··· Material shown ···

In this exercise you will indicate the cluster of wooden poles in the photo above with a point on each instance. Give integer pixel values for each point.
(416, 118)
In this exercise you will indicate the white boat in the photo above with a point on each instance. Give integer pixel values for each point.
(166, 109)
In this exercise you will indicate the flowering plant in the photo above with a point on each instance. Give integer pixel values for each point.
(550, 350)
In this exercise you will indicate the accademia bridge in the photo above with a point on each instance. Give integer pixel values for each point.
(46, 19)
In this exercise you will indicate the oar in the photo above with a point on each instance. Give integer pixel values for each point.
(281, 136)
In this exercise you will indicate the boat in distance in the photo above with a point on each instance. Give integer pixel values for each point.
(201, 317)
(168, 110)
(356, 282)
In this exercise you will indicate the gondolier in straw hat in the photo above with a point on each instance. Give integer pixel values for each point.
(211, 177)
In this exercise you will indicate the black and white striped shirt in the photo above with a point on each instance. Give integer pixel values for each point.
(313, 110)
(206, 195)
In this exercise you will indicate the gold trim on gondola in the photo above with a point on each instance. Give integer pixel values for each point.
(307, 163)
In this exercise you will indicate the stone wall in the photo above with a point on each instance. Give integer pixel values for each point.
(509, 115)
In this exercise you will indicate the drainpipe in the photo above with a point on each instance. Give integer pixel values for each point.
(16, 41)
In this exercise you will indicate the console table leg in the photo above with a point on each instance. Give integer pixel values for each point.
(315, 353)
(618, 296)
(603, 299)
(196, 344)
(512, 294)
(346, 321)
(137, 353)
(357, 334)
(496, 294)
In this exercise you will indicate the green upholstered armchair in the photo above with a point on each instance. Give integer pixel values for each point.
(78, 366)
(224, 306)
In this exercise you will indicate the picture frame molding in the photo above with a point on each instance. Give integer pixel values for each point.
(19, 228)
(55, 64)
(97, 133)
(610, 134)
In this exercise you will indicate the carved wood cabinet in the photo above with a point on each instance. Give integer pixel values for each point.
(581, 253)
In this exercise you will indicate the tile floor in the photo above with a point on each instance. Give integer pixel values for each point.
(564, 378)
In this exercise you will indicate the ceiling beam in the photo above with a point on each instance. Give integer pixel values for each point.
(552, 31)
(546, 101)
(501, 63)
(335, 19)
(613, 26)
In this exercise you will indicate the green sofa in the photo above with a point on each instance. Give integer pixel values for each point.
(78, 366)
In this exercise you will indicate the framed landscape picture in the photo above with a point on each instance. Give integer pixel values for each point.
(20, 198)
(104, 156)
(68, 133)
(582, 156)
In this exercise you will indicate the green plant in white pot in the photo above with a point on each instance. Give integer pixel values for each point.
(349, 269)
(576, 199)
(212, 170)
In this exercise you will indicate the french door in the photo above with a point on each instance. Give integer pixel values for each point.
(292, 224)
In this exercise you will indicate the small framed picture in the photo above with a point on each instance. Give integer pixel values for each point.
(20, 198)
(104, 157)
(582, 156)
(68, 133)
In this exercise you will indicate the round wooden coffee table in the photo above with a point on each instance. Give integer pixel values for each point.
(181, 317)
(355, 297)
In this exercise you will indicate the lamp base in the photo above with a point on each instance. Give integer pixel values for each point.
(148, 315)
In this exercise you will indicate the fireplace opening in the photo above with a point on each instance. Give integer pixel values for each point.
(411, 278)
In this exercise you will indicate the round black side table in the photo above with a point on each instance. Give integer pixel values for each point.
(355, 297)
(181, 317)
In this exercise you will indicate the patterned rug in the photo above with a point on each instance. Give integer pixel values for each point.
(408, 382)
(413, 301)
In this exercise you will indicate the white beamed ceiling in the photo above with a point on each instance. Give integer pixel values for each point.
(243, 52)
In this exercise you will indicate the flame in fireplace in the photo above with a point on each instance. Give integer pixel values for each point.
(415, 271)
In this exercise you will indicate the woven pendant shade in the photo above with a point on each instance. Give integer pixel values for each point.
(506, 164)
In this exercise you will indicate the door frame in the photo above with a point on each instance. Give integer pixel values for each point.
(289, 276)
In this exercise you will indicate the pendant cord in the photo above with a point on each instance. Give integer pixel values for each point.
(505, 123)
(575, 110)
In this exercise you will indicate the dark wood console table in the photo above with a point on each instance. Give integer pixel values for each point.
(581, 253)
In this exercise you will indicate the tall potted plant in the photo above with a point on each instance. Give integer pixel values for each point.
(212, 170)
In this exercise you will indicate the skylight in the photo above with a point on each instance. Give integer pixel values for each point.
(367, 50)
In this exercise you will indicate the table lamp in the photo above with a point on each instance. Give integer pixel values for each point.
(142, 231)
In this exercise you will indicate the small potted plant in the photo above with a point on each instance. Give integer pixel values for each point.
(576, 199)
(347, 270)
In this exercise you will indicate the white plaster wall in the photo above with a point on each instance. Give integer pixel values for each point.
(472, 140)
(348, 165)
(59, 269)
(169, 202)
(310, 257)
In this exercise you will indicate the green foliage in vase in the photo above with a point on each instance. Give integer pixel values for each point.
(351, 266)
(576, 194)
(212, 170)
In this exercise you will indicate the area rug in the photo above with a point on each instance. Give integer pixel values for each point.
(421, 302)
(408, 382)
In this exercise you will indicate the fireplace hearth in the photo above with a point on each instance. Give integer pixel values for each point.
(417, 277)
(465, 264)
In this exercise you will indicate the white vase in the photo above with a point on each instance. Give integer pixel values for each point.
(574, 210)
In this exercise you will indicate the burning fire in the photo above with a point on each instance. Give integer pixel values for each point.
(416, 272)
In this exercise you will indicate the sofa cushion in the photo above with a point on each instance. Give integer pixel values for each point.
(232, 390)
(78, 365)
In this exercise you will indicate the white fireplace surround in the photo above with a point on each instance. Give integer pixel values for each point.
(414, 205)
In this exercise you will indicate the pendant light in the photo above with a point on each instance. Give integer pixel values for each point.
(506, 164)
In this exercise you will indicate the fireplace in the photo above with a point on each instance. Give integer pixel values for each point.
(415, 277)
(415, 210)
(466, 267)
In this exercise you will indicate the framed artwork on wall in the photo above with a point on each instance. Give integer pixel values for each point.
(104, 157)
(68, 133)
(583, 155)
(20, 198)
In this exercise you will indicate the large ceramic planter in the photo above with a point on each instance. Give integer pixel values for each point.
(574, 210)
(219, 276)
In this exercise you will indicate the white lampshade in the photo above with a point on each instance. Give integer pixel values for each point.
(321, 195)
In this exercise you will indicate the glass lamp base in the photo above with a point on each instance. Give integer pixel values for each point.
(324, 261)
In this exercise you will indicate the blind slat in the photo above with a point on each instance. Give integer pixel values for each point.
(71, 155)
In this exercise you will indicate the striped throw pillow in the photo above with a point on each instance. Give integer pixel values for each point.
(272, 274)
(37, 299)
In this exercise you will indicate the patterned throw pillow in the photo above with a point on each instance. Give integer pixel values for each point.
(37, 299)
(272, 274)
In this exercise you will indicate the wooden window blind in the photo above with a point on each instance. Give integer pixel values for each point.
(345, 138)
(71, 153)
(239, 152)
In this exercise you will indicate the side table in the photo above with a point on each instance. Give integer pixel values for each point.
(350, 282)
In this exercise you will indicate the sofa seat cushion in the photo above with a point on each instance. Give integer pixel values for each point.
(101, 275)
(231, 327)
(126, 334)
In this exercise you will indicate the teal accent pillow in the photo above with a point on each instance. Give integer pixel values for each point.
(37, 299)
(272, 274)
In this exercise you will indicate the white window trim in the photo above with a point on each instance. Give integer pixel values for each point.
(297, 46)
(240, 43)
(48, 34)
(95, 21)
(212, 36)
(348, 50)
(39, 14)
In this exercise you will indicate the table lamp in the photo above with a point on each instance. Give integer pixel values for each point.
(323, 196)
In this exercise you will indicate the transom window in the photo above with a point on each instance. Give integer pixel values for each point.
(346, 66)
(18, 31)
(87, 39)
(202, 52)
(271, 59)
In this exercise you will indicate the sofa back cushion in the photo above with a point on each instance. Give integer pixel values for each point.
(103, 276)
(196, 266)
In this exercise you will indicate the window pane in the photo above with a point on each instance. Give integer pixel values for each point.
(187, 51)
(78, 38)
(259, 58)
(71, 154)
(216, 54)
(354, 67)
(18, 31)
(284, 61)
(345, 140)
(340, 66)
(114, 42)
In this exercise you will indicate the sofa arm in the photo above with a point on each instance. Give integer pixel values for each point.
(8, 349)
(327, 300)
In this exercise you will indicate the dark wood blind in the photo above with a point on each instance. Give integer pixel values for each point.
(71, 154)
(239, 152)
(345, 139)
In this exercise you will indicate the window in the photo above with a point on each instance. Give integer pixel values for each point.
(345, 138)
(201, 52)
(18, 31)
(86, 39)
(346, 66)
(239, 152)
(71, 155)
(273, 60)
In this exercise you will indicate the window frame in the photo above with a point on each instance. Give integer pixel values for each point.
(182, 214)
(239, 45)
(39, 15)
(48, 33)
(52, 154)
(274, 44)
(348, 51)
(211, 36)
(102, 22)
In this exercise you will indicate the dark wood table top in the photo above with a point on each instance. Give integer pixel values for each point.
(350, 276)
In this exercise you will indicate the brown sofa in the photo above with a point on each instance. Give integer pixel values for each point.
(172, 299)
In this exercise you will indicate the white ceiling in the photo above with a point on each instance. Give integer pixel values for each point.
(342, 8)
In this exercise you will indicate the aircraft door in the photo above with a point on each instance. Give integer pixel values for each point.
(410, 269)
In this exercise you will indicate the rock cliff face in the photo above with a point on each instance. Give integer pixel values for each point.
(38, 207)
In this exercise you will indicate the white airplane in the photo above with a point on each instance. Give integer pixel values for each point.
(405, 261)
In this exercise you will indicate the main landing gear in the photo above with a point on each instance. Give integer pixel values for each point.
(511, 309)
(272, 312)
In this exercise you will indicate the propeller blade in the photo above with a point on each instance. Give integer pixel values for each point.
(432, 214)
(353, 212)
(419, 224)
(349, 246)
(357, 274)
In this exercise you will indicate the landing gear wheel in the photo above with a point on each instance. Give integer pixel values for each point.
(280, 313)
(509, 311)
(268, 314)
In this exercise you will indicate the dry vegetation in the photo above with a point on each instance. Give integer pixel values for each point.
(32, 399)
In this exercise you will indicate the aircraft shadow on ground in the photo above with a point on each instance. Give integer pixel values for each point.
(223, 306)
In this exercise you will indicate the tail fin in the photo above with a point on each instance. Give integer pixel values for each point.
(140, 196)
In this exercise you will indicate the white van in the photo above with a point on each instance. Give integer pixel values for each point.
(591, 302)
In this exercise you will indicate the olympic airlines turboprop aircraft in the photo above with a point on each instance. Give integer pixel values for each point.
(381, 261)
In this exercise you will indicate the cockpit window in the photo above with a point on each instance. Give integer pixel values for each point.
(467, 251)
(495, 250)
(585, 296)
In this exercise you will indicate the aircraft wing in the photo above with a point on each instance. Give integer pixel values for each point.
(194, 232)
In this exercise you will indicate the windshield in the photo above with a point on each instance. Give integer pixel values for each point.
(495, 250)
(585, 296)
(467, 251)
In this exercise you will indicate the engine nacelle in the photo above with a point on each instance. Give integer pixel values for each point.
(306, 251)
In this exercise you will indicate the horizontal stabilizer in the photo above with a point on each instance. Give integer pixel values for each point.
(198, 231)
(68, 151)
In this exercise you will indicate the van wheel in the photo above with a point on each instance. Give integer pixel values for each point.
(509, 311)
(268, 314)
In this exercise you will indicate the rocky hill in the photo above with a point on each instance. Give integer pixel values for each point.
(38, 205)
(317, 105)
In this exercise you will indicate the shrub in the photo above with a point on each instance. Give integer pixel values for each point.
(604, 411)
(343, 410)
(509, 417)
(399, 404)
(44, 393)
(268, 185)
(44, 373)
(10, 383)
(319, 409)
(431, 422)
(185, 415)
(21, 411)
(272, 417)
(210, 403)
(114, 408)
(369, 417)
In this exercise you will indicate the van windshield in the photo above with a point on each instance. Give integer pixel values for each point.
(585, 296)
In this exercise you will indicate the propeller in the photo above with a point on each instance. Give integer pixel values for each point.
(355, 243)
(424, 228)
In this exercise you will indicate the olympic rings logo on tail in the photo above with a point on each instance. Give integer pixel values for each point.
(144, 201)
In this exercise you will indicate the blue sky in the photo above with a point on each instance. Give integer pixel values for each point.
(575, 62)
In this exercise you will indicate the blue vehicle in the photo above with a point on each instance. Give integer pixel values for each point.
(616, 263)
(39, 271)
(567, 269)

···

▶ To do: Give again, exactly, every line from the one holding "In this exercise you will indicate the blue vehicle" to the last line of the data.

▶ The answer:
In this exercise you will indicate the blue vehicle in the photo above with a point on each instance. Give integer pixel values for each point.
(616, 263)
(39, 271)
(567, 269)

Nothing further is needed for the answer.